▶ **EXERCISE DATA**:
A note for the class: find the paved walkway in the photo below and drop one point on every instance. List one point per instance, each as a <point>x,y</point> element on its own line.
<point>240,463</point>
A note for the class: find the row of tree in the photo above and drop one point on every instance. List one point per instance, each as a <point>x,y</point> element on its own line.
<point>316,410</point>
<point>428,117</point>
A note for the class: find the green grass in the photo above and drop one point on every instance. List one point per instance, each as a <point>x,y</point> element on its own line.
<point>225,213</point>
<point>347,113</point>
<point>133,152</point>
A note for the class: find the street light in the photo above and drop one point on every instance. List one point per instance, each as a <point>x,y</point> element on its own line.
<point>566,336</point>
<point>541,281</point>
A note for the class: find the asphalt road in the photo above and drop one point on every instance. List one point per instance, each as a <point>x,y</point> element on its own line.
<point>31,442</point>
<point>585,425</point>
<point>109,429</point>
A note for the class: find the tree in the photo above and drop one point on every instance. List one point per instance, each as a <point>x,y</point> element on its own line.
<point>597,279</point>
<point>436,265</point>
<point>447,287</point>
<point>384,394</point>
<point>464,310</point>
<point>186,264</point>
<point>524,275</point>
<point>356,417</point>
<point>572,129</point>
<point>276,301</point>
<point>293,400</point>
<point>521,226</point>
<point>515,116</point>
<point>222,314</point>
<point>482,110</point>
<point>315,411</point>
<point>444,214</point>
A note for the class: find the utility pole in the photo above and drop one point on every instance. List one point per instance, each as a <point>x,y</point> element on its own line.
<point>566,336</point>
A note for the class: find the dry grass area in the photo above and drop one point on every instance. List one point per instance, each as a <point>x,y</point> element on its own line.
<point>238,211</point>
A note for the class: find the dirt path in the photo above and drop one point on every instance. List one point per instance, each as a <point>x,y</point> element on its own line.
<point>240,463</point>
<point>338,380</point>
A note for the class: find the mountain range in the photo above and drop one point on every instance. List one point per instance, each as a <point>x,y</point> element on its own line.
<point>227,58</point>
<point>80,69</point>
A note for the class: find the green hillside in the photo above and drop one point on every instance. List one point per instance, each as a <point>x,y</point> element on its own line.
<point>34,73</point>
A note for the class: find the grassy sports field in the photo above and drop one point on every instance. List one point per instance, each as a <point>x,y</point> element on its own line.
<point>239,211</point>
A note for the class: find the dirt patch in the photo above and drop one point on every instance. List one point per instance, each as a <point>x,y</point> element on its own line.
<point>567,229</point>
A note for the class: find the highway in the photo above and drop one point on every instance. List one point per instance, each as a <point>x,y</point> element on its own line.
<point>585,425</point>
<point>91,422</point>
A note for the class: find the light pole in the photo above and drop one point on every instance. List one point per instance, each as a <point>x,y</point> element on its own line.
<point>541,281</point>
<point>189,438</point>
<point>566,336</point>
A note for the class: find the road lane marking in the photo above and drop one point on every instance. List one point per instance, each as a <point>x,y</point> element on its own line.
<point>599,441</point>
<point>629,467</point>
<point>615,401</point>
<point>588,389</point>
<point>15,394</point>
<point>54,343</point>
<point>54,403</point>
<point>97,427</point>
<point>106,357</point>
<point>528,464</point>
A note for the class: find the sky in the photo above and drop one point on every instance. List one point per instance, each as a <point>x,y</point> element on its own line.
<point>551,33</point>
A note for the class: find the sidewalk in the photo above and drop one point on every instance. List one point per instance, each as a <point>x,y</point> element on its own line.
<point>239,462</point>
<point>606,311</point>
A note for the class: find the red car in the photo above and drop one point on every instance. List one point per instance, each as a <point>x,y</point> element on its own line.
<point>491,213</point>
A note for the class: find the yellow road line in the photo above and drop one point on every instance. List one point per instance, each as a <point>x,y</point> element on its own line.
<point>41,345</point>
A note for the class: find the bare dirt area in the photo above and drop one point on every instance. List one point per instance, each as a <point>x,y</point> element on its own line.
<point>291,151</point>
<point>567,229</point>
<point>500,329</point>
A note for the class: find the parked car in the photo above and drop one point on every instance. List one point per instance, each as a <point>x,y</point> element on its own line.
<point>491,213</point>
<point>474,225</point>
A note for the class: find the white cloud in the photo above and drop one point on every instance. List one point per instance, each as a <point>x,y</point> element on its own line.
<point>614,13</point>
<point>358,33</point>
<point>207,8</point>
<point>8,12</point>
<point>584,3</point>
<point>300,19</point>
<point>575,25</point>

▶ **WHAT IS BEING ASKED**: Lines from the one containing "A note for the class: find the sky" to the end of the data are to be printed exactly, including the first and last.

▶ **TASK OUTPUT**:
A note for the class: find the sky in the photo above and drop one point on every instance. List one point per instance, each as a <point>x,y</point> element on its own line.
<point>551,33</point>
A note for the class: find the sidewalk in the photo above and drop one point on every instance. List one point per instance, each as a <point>x,y</point> element on its own line.
<point>239,462</point>
<point>606,311</point>
A note for the class: find the red car in the photo above and drop one point on every instance. List one point per instance, each as a <point>x,y</point> element on its own line.
<point>491,213</point>
A note for the class: find the yellow road line in the photo above and drop one point on every instance. List one point per instance, each as a <point>x,y</point> element on its own line.
<point>41,345</point>
A note for the class: find the bare dirt area in the photo above and drop one point on every instance. List one point per instance, each as a <point>x,y</point> element on its own line.
<point>291,151</point>
<point>567,229</point>
<point>500,329</point>
A note for the class: find the parked car in the photo above and drop one point on every instance. List one point per instance, each as a <point>x,y</point> element on its own line.
<point>491,213</point>
<point>474,225</point>
A note for the class: find the white cloud in the photo above and drop one point on every instance. List one point per instance, each as a <point>x,y</point> element on its own line.
<point>614,13</point>
<point>358,33</point>
<point>207,8</point>
<point>8,12</point>
<point>584,3</point>
<point>300,19</point>
<point>575,25</point>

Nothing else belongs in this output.